• _Source document_:
Safety Assurance Arguments
The following figure does a good job of showcasing what a safety assurance argumentation can look like:

Basically, this provides an assurance mechanism that the identified HCMs are acceptably mitigated in a demonstrable manner for stakeholders who need to be assured that the system will behave within acceptable bounds in operation. I encourage you to refer to the paper for all the details on what each of the symbols mean and how to build such diagrams for your systems.
Conclusion
Ultimately, this paper provides a neat framework for thinking about the safety implications of a system in operation and provides not only a taxonomy for thinking about the potential hazards, but also provides a framework for demonstrating the acceptability of different mitigation techniques.
The gap filled from previous work is that it provides a holistic approach towards linking the assurances during the lifecycle of an LEC with the evidence using HCMs.
What does this mean for Actionable AI Ethics?

• _Problems and tasks_:
**a.** Answer these questions using the text on safety assurance arguments:
(i) What does the safety assurance argumentation provide an assurance mechanism for?
(ii) Besides a taxonomy for thinking about potential hazards, what else does the paper provide?
(iii) What gap from previous work does the paper fill?
**b.** Update the records by replacing "dark field" with "shaded region" wherever it occurs, leaving everything else unchanged.
The records that follow bear no relation to the text on safety assurance arguments.

• _Task data_:

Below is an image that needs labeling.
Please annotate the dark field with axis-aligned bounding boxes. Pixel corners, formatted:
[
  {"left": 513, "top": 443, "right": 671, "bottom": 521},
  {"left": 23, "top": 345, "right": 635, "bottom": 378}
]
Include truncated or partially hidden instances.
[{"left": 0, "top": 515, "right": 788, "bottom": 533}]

• _Expected responses_:
**a.**
(i) It provides assurance that the identified HCMs are acceptably mitigated in a demonstrable manner, for stakeholders who need to be assured that the system will behave within acceptable bounds in operation.
(ii) It provides a framework for demonstrating the acceptability of different mitigation techniques.
(iii) It provides a holistic approach towards linking the assurances during the lifecycle of an LEC with the evidence using HCMs.

**b.**
Below is an image that needs labeling.
Please annotate the shaded region with axis-aligned bounding boxes. Pixel corners, formatted:
[
  {"left": 513, "top": 443, "right": 671, "bottom": 521},
  {"left": 23, "top": 345, "right": 635, "bottom": 378}
]
Include truncated or partially hidden instances.
[{"left": 0, "top": 515, "right": 788, "bottom": 533}]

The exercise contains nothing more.